● **Work request**: For each record here, output an exact copy.

● **Dataset extract**:
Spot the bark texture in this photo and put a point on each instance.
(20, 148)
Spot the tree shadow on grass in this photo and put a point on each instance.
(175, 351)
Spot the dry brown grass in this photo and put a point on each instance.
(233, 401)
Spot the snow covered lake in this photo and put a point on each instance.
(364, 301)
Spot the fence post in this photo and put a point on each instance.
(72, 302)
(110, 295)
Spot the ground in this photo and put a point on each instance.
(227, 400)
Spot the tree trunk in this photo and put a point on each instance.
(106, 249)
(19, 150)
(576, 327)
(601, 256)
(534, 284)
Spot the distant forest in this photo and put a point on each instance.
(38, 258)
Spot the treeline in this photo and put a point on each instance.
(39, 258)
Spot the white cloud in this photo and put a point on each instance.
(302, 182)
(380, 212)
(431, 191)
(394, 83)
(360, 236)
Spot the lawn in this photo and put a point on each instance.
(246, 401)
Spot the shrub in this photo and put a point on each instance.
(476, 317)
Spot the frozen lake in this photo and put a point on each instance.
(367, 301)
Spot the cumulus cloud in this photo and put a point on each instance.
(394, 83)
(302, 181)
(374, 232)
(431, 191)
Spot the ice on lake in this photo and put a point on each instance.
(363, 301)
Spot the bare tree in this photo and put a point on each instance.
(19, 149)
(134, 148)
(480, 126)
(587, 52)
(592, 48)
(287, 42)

● **Solution for this exercise**:
Spot the bark texture in this photo and put a point on each instance.
(20, 148)
Spot the tree shadow on grass in this photo and put a point on each instance.
(175, 351)
Spot the dry brown grass in this photo and put a point on each instance.
(233, 401)
Spot the snow covered lake in this photo and put a point on each instance.
(364, 301)
Spot the fence post in this photo and put a point on each instance.
(72, 302)
(110, 295)
Spot the ground in this photo and put a point on each instance.
(227, 400)
Spot the tree trunk in this photo and put a point on each instance.
(106, 249)
(19, 150)
(576, 327)
(601, 256)
(534, 284)
Spot the distant forest in this photo and put a point on each instance.
(38, 258)
Spot the treeline in this photo and put a point on each instance.
(39, 258)
Spot the white cloud in this photo and put a point on each instance.
(302, 182)
(380, 212)
(431, 191)
(394, 83)
(360, 236)
Spot the lawn in this photo and put a point on each instance.
(246, 401)
Spot the shrub in this photo and put a point on each instance.
(476, 317)
Spot the frozen lake in this photo and put a point on each instance.
(367, 301)
Spot the cumulus cloud in this photo and put a point on each instance.
(394, 83)
(302, 181)
(374, 232)
(431, 191)
Spot the ice on lake in this photo and put a point on each instance.
(363, 301)
Spot the bare tree in this photo and put a point on each instance.
(19, 149)
(134, 148)
(480, 126)
(587, 52)
(592, 48)
(287, 42)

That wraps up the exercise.